→ Exercise instructions:
**A)** In the anniversary narrative, who owns the farm where the Burning Spring is located, and who manages it?
**B)** In the anniversary narrative, shorten the paragraph beginning "Here on this very spot" while keeping its main facts.

=== Text extract ===

La Salle - De Nonville
250th Anniversary Celebration
July 10th, 1937
Historical Narrative and Pageant Delineation
Rev. Alexander M. Stewart
The "Place Where Water Burns" (Burning Spring) in Bristol Valley on the
farm owned by Walter B. Case and managed by Clarence Randall, in its natural
setting, with the fields sweeping back against the rugged beauty of the
Bristol Hills; still preserving virtually the same environment observed
by the party of Robert Cavelier de La Salle, during their journey among
the Seneca Indians in the summer of 1669.
We present this pageant in order that all may fully understand and preserve
in memory the meaning and purpose of this commemoration. We are commemorating
an event which occurred more than two and a half centuries ago, and one
which has been outstanding in American history. It was an event which
in a large measure contributed to the racial, religious and political
history of our country. It was an event which sounded a major note in
the adventuresome and tragic career of the great French explorer, Robert
Cavelier de La Salle.
Here on this very spot, in the late summer of 1669 stood La Salle. It
was here that he first became convinced that he had been chosen to discover
the "short route to India" which had been for centuries a fabulous goal.
It was from this delightful valley amidst the Bristol Hills of Western
New York that he actually launched upon that long journey of exploration
to the banks of the Trinity River in Texas.
The story of La Salle's visit to our "Burning Spring" is simply told.
It began during his career as a prospering fur trader with the Indians
in the regions bordering the St. Lawrence River and Lake Ontario. It was
there, with fame and fortune already in his grasp, that he heard a tale
that was to reduce him to poverty and send him through hardship and failure
to his death by the hand of one of his own company.

=== Supplied information ===

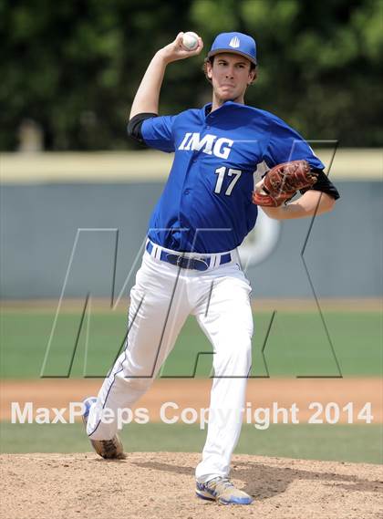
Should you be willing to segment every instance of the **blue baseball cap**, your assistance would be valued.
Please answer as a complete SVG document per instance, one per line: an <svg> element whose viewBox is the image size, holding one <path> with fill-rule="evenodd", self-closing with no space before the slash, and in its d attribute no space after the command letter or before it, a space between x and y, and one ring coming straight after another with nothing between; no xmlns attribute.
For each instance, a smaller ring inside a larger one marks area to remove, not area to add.
<svg viewBox="0 0 383 519"><path fill-rule="evenodd" d="M208 57L221 52L233 52L247 57L256 65L256 44L255 40L243 33L221 33L217 36L208 53Z"/></svg>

===

→ Task-by-task answers:
**A)** Walter B. Case owns the farm, and Clarence Randall manages it.

**B)** In the late summer of 1669, La Salle stood at this spot. Here he first became convinced that he had been chosen to discover the "short route to India." From this valley in the Bristol Hills of Western New York, he launched the long journey of exploration that took him to the Trinity River in Texas.